Исходный текст:
=======
Сотрудник ВИР профессор А. В. Гурский не согласен с такой точкой зрения. "Зимой 1940 года, — рассказывает он, — я зашел к нему на московскую квартиру. Заговорили о судьбах института. Николай Иванович высказывал убеждение, что дело еще далеко не проиграно. Сказал решительно: "Если всех наших врагов утопить в Фонтанке, то по малой их значимости даже пузыри не пойдут". В реальность своего ареста не верил: "Не посмеют"".
Кто же прав?
Старая сотрудница ВИРа еще из саратовской гвардии, кандидат сельскохозяйственных наук Александра Ивановна Мордвинкина поясняет: "На людях он еще держался, но дома наедине с собой мрачнел, совсем становился стариком". Очевидно, в этом и состоит правда. Удары судьбы разрушали душу и тело этого могучего человека. Он не мог не видеть стремительно приближающуюся развязку. Но на людях, по существу, перед лицом своей школы, своего института, Николай Иванович остается носителем энергии и мужества. Это его долг, последний долг. Героическое преодоление самого себя ради спокойствия сотрудников, ради сохранения в лабораториях последних крох творческой обстановки становится для него еще одним обязательным, хотя и нелегким делом.
=======
Строки для проверки:

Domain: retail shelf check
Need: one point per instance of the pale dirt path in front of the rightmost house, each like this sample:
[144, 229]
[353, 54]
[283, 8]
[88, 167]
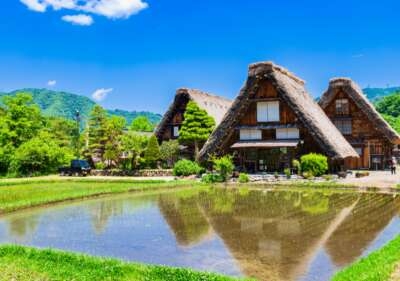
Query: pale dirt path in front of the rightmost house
[380, 179]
=======
Задание 1:
Перепишите фрагмент исходного текста, начиная с "Сотрудник ВИР профессор" и заканчивая "Кто же прав?". Слово "Фонтанке" замените на "Неве".
Задание 2:
Когда, согласно исходному тексту, Гурский зашел к Николаю Ивановичу?
Задание 3:
Соответствуют ли исходному тексту утверждения (а), (б) и (в)? Ответьте «да» или «нет» и приведите решающие слова текста.
(а) Гурский зашел к Николаю Ивановичу на его московскую квартиру.
(б) Николай Иванович верил, что его скоро арестуют.
(в) По словам Мордвинкиной, дома Николай Иванович мрачнел.

Решение 1:
Сотрудник ВИР профессор А. В. Гурский не согласен с такой точкой зрения. "Зимой 1940 года, — рассказывает он, — я зашел к нему на московскую квартиру. Заговорили о судьбах института. Николай Иванович высказывал убеждение, что дело еще далеко не проиграно. Сказал решительно: "Если всех наших врагов утопить в Неве, то по малой их значимости даже пузыри не пойдут". В реальность своего ареста не верил: "Не посмеют"".
Кто же прав?

Решение 2:
Зимой 1940 года.

Решение 3:
(а) Да: «я зашел к нему на московскую квартиру».
(б) Нет: «В реальность своего ареста не верил».
(в) Да: «но дома наедине с собой мрачнел».